* START Provided passage *

FFlyer From United States of America, joined Nov 2001, 732 posts, RR: 0 Posted (10 years 9 months 3 weeks 1 day 19 hours ago) and read 1811 times:
I touched this in another topic, but thought that the issue is worth mentioning on its own:
The US dollar has devaluated remarkably against the Euro lately. Must be several % units. Actually the dollar was overvalued for many years (and still is, but less so).
This gives Boeing an advantage in pricing. They had really suffered from the high dollar rate and this might mean that the orders start to come and the profits improve. That's how it is; in poor economy the currency rates go down, but that is good for export businesses.
Anyone has the time to look for the rate figures? If it is 5% (in a year) it is a lot of $$'s and if even more....
FFlyer From United States of America, joined Nov 2001, 732 posts, RR: 0 Reply 4, posted (10 years 9 months 3 weeks 1 day 17 hours ago) and read 1696 times:
I should have used another expression. Actually the situation means that Airbus is loosing its advantage in pricing (Boeing not getting it), when the dollar rate is normalizing. The playing field is becoming more even in that respect.
Spacepope From Vatican City, joined Dec 1999, 2813 posts, RR: 1 Reply 7, posted (10 years 9 months 3 weeks 1 day 17 hours ago) and read 1650 times:
In agreement with Saintsman (what's up with the religious thing here? hehe) I have read recently that Airbus does indeed sell in dollars, but much of its expenses are in euros. If this is the case, then every time the dollar drops, so do their profits. Boeing deals strictly with dollars, so this fluctuation is not felt. Now, this is overly simplistic, since many components for both manufacturers are sourced from overseas. The only place that I can see Boeing having too much of an advantage is in labour costs.

* END Provided passage *
* START Data lines *

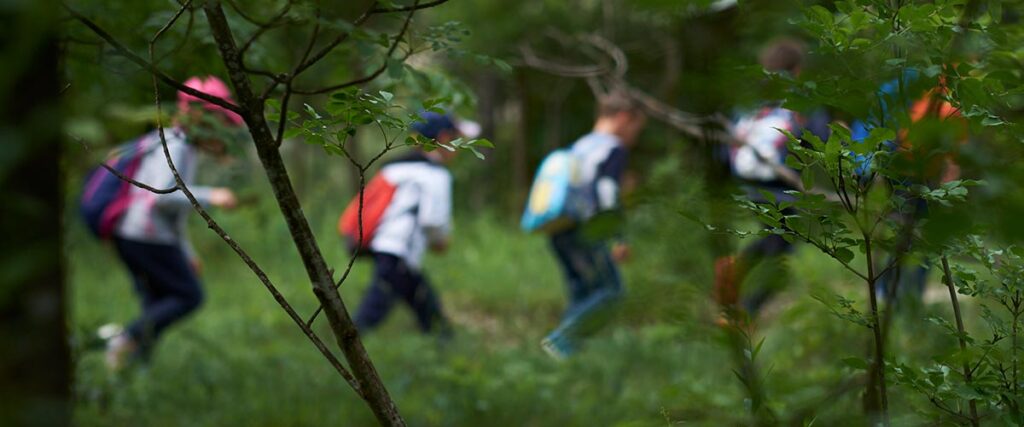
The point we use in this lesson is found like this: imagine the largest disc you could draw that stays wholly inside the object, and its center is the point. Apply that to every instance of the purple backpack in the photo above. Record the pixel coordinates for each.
(105, 197)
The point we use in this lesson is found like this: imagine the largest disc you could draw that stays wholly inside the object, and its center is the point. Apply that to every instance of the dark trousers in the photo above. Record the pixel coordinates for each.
(165, 283)
(393, 280)
(593, 283)
(765, 248)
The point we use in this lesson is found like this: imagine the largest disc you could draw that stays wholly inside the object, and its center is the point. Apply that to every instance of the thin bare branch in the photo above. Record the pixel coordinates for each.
(180, 184)
(127, 178)
(334, 43)
(156, 72)
(376, 73)
(415, 6)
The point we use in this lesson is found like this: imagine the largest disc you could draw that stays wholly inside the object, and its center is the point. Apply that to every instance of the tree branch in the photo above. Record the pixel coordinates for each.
(415, 6)
(371, 387)
(148, 66)
(376, 73)
(180, 184)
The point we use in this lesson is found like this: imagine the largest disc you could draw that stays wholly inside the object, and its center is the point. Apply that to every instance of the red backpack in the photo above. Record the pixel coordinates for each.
(376, 198)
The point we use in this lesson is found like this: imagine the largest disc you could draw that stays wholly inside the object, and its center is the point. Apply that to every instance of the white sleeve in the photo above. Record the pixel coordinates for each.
(435, 206)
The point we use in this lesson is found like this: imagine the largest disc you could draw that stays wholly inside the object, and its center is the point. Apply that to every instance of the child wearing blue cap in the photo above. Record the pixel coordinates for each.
(417, 217)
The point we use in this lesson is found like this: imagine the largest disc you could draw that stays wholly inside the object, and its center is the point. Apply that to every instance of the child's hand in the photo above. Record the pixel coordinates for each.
(223, 198)
(621, 252)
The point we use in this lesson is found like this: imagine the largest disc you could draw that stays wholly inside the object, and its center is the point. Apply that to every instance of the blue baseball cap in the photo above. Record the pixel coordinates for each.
(432, 124)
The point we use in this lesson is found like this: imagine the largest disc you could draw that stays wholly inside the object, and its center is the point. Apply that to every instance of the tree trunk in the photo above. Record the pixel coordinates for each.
(35, 363)
(371, 387)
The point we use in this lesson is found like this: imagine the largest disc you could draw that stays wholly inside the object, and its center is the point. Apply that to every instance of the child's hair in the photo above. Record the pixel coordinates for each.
(784, 54)
(614, 102)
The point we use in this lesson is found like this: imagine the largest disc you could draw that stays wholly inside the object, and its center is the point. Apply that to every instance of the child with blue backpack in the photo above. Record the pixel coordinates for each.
(588, 256)
(148, 228)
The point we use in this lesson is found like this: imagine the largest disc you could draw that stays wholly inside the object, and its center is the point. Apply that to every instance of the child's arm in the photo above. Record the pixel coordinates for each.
(435, 210)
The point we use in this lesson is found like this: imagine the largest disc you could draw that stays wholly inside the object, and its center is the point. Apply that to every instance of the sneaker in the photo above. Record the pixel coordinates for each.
(557, 351)
(120, 350)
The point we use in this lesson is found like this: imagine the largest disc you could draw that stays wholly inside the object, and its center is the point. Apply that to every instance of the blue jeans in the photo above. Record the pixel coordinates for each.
(593, 283)
(166, 284)
(393, 280)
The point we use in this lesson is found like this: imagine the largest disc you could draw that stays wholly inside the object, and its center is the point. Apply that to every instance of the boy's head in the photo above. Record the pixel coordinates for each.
(444, 128)
(785, 55)
(620, 114)
(204, 116)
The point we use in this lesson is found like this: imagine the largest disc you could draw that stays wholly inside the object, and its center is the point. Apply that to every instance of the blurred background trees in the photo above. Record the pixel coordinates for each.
(696, 56)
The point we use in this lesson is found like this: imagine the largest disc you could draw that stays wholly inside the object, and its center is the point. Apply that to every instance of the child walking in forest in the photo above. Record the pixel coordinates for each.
(407, 211)
(757, 162)
(151, 237)
(588, 256)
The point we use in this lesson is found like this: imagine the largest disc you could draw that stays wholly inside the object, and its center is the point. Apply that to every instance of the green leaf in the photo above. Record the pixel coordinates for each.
(293, 132)
(844, 255)
(856, 363)
(395, 68)
(481, 142)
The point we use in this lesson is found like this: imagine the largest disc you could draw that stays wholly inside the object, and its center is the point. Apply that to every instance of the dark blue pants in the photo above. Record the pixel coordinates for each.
(593, 283)
(765, 248)
(393, 280)
(166, 285)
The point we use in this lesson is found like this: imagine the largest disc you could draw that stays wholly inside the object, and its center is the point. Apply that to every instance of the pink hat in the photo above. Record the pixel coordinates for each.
(215, 87)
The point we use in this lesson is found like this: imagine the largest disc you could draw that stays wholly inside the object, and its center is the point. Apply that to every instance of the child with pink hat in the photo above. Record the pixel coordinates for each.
(151, 236)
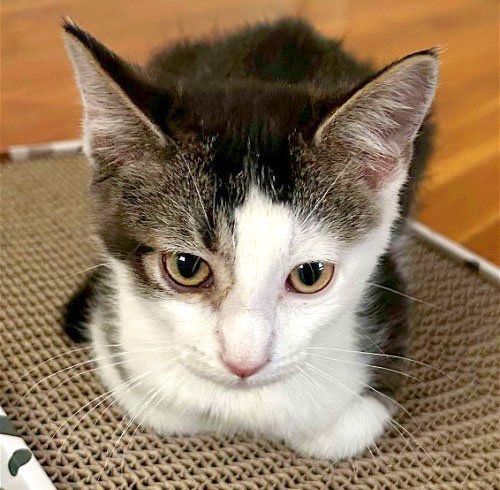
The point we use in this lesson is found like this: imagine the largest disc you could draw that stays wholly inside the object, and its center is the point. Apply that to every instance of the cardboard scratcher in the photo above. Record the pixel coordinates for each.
(447, 437)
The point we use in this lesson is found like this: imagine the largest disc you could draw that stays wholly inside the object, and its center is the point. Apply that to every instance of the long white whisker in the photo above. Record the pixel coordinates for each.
(344, 386)
(148, 401)
(389, 356)
(81, 349)
(374, 366)
(404, 295)
(88, 361)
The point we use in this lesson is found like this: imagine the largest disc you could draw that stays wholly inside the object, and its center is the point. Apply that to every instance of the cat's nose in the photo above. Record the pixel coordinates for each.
(243, 370)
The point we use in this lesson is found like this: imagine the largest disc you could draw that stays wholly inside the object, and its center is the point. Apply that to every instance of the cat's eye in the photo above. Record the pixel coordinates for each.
(187, 270)
(310, 277)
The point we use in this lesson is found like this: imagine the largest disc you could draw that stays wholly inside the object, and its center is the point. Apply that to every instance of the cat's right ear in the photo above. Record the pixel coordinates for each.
(117, 101)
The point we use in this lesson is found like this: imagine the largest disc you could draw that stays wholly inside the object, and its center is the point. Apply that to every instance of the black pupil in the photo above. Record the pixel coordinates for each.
(188, 265)
(309, 273)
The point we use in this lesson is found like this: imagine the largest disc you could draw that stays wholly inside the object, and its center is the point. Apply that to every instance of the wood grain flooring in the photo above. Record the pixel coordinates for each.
(461, 195)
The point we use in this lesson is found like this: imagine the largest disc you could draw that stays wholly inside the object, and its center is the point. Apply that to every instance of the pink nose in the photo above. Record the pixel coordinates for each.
(243, 370)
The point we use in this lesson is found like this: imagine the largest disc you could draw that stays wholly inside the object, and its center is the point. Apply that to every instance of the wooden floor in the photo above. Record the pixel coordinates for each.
(461, 197)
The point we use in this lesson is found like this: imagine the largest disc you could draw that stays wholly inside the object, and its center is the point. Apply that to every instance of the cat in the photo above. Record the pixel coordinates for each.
(249, 193)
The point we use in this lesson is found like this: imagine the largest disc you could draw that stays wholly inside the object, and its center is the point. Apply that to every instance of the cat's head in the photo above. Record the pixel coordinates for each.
(244, 219)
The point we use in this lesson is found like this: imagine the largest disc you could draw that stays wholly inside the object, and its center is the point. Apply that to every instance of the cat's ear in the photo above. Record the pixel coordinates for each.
(376, 127)
(117, 102)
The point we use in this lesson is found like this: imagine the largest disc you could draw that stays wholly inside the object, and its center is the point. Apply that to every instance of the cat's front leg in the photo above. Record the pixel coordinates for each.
(358, 426)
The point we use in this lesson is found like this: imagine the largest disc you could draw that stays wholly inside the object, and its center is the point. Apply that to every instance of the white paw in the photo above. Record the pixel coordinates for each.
(355, 429)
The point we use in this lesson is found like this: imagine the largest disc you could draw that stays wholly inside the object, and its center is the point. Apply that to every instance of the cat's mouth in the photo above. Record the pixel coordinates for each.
(274, 372)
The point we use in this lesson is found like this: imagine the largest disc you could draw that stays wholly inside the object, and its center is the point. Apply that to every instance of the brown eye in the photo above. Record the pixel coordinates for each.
(310, 277)
(187, 270)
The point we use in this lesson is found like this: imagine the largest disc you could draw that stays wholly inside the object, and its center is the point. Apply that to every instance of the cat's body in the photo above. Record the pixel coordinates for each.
(256, 152)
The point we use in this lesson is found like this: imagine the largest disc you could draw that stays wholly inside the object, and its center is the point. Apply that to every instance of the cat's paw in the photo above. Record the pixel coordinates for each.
(356, 428)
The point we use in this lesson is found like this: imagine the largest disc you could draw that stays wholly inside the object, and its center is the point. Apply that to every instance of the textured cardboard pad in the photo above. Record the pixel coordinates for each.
(449, 439)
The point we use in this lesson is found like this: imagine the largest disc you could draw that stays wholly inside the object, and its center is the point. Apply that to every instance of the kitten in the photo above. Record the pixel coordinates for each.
(249, 194)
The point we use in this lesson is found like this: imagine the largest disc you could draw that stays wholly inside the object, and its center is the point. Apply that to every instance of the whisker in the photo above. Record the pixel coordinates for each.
(374, 366)
(82, 363)
(80, 349)
(407, 296)
(131, 384)
(390, 356)
(344, 386)
(149, 399)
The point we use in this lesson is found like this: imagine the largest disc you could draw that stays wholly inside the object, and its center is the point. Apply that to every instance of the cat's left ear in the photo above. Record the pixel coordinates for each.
(118, 102)
(376, 127)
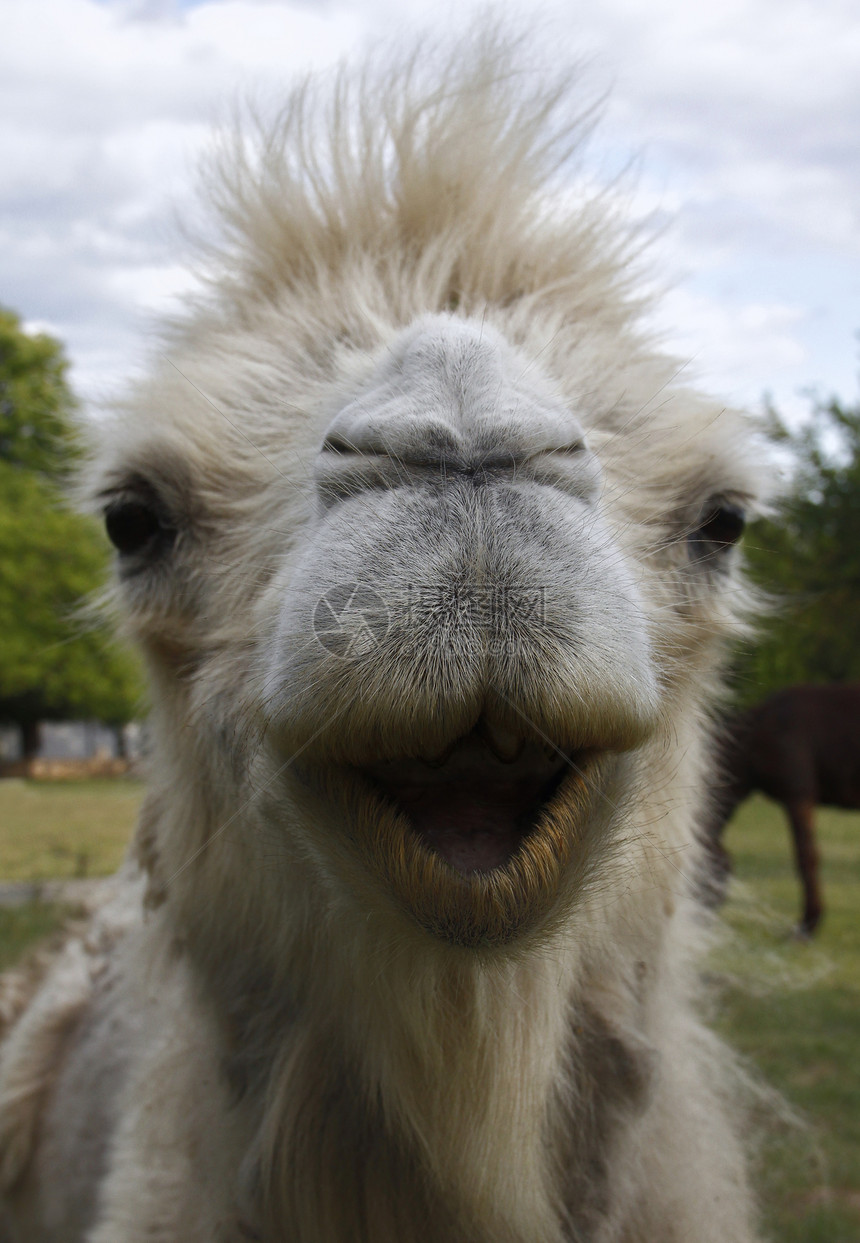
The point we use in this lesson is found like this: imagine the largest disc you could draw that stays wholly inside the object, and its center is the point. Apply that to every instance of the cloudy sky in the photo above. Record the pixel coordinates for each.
(741, 123)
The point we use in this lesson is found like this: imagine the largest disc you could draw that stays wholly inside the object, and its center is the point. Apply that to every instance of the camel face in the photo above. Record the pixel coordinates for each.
(460, 653)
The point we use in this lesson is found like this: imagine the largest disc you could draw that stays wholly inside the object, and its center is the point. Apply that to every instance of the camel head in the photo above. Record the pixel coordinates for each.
(429, 586)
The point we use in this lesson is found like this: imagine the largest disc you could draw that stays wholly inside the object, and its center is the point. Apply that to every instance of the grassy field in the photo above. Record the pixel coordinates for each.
(792, 1008)
(52, 829)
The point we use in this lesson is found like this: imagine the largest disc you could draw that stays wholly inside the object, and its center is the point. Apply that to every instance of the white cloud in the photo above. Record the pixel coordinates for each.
(747, 117)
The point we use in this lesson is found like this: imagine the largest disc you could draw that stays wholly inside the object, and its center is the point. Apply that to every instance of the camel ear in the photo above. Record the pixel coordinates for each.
(718, 530)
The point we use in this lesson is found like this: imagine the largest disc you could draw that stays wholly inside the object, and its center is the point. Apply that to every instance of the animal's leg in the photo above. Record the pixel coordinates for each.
(800, 816)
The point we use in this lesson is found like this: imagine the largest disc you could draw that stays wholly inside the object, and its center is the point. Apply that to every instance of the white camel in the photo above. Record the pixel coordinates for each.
(431, 563)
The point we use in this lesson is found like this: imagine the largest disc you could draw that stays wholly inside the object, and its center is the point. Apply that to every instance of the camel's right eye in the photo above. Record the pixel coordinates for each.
(137, 527)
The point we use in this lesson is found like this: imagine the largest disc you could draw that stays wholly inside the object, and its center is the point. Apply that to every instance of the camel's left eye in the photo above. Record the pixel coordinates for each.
(720, 527)
(136, 526)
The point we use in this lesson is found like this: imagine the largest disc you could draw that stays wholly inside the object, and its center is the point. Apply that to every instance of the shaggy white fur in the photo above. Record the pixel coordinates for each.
(430, 558)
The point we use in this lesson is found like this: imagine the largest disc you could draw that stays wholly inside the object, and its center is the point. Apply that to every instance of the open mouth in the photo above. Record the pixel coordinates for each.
(479, 801)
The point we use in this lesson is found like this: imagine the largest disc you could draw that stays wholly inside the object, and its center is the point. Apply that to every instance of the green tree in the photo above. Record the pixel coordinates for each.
(35, 399)
(808, 558)
(52, 663)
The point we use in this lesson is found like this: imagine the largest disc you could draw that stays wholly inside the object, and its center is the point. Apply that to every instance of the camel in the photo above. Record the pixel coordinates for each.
(802, 748)
(431, 558)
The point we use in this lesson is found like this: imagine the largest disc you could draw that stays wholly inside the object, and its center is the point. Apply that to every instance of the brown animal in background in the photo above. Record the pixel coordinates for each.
(802, 748)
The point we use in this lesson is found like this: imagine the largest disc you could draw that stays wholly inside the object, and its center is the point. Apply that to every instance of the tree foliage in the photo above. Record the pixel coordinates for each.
(35, 399)
(807, 557)
(52, 663)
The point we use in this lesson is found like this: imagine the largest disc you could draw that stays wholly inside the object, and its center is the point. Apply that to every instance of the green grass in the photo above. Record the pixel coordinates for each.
(792, 1008)
(59, 829)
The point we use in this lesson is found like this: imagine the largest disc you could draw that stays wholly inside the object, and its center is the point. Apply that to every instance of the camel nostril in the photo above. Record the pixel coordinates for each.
(334, 444)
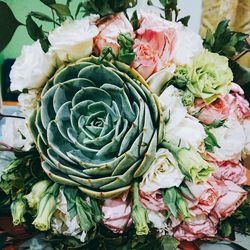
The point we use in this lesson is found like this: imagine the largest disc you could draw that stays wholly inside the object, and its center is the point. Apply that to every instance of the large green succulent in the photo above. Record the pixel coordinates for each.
(97, 126)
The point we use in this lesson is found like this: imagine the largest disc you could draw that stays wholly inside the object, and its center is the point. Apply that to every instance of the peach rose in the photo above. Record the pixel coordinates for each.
(230, 198)
(231, 171)
(217, 110)
(109, 28)
(152, 201)
(197, 227)
(205, 198)
(154, 44)
(117, 213)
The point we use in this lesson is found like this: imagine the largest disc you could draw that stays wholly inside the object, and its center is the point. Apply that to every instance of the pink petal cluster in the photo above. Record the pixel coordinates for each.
(117, 213)
(154, 44)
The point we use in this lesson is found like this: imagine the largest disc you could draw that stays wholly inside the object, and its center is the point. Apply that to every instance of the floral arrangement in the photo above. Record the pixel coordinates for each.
(133, 128)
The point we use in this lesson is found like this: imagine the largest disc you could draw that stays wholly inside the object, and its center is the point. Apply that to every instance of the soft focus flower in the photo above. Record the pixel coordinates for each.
(231, 139)
(16, 134)
(217, 110)
(154, 44)
(192, 165)
(74, 39)
(197, 227)
(163, 173)
(238, 103)
(37, 192)
(246, 126)
(205, 198)
(180, 128)
(230, 198)
(117, 213)
(28, 102)
(32, 69)
(152, 201)
(62, 223)
(18, 209)
(209, 76)
(110, 28)
(46, 209)
(231, 171)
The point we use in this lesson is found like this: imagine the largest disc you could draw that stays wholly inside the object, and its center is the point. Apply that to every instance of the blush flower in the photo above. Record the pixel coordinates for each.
(117, 213)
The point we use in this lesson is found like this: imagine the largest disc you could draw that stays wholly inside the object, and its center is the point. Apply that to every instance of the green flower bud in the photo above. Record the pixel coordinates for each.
(47, 207)
(37, 192)
(195, 168)
(139, 214)
(188, 98)
(18, 209)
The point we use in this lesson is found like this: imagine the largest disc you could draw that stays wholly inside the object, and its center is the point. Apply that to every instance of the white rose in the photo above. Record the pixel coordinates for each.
(16, 134)
(246, 126)
(32, 69)
(231, 139)
(188, 44)
(28, 102)
(61, 223)
(163, 173)
(74, 39)
(180, 128)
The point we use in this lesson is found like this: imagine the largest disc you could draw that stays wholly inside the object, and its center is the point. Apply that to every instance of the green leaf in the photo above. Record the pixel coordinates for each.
(48, 2)
(135, 21)
(169, 242)
(184, 20)
(42, 17)
(106, 7)
(8, 25)
(34, 31)
(169, 198)
(70, 194)
(62, 11)
(126, 53)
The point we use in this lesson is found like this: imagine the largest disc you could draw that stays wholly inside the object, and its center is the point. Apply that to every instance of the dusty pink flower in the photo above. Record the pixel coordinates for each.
(116, 213)
(238, 103)
(231, 196)
(217, 110)
(154, 44)
(197, 227)
(206, 196)
(110, 28)
(231, 171)
(152, 201)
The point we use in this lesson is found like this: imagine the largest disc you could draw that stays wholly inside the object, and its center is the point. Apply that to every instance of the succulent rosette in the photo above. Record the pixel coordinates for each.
(97, 127)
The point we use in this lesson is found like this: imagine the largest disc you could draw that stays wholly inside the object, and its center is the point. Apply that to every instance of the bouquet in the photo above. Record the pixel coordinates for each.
(134, 130)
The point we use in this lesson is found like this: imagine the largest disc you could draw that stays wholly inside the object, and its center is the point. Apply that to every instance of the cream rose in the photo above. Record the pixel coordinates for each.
(32, 69)
(74, 39)
(231, 139)
(16, 134)
(180, 128)
(163, 173)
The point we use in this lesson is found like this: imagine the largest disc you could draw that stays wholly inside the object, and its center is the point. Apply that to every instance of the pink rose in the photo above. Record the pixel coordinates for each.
(238, 103)
(206, 196)
(197, 227)
(154, 45)
(230, 198)
(231, 171)
(152, 201)
(217, 110)
(110, 27)
(116, 213)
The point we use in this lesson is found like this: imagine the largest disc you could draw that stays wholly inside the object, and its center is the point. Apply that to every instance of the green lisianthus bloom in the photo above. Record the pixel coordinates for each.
(192, 165)
(209, 76)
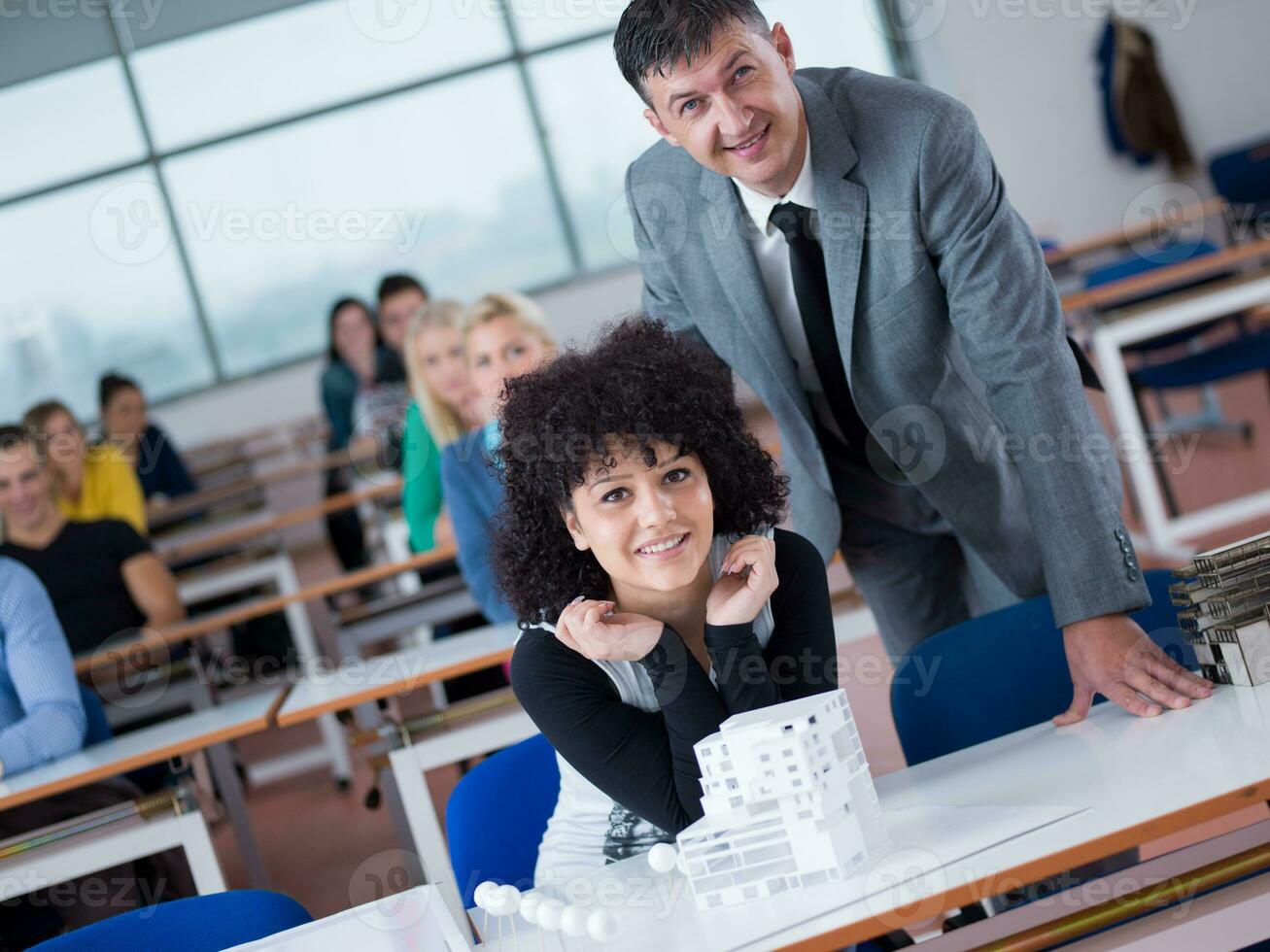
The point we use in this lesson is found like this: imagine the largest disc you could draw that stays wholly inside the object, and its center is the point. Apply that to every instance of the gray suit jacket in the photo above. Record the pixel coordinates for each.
(948, 325)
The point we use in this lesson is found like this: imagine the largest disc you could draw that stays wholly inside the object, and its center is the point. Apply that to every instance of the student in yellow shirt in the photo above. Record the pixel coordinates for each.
(93, 481)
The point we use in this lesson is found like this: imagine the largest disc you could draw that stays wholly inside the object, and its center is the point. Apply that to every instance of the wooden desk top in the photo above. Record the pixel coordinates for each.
(150, 745)
(396, 673)
(236, 534)
(1171, 276)
(1124, 236)
(152, 648)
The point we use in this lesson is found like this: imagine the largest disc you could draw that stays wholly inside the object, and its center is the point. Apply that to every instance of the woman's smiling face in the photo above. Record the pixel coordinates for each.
(649, 527)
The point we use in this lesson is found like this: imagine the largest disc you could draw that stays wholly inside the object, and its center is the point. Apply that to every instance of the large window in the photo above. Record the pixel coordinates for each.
(186, 199)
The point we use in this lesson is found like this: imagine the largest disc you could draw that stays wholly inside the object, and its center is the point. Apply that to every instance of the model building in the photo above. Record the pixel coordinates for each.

* END Data lines *

[Task instructions]:
a) Write out the part of the forum thread on the dollar and aircraft pricing starting at "Anyone has the" and ending at "in that respect.".
b) Continue the forum thread on the falling dollar and the aircraft makers from the point where it stops.

[Outputs in order]:
a)
Anyone has the time to look for the rate figures? If it is 5% (in a year) it is a lot of $$'s and if even more....
FFlyer From United States of America, joined Nov 2001, 732 posts, RR: 0 Reply 4, posted (10 years 9 months 3 weeks 1 day 17 hours ago) and read 1696 times:
I should have used another expression. Actually the situation means that Airbus is loosing its advantage in pricing (Boeing not getting it), when the dollar rate is normalizing. The playing field is becoming more even in that respect.

b)
FFlyer From United States of America, joined Nov 2001, 732 posts, RR: 0 Reply 8, posted (10 years 9 months 3 weeks 1 day 16 hours ago) and read 1628 times:
Even though you sell in dollars you have to sell those dollars to get your local currency. With the same $ amount you get less of Euros. Boeing on the other hand gets more dollars if they sell in Euros or in any other client's currency. But when they obviosly sell in dollars, the same plane is cheaper for an overseas client - or Boeing might be able to raise the price tags (in principle).
If Airbus sells in dollars, they might want to keep that money in dollar accounts, but not for ever.
Greg From United Kingdom, joined May 2005, 0 posts, RR: 0 Reply 9, posted (10 years 9 months 3 weeks 1 day 16 hours ago) and read 1607 times:
The exchange rate reversal goes hand in hand with Boeing's initiative in strengthening their financing arm. It's been a much neglected area--relying primarily on the EX/IM Bank, World Bank (or such) to hedge any big currency differences.
To me this means they intend to be very competitive in both prices AND financing.
Airbus has been brilliant in this area in the last five years. Their financial folks are far more astute than Boeings. It appears that the field will be leveled a bit more with this initiative.
Spacepope From Vatican City, joined Dec 1999, 2813 posts, RR: 1 Reply 10, posted (10 years 9 months 3 weeks 1 day 15 hours ago) and read 1559 times:
I found an article that sheds some light on this. The last couple sentences state that Airbus sells aircraft in dollars, but about 50% of its costs are in euros, giving Boeing a comparative advantage in areas where they compete (commercial aircraft manufacture).
Prebennorholm From Denmark, joined Mar 2000, 6131 posts, RR: 55 Reply 13, posted (10 years 9 months 3 weeks 1 day 13 hours ago) and read 1497 times:
LJ: The trading currency in aviation is still the USD and European / Japanese suppliers will probably quote prices in USD and not in EUR.
Oh yes, that's right. But it doesn't matter at all. Any European company producing stuff for for instance Boeing, they may write the invoice in $$, but they will either:
- write a $$ invoice amount big enough to cover Euro costs and profit
- or switch to other customers/products who are willing to pay that amount
- or go bust.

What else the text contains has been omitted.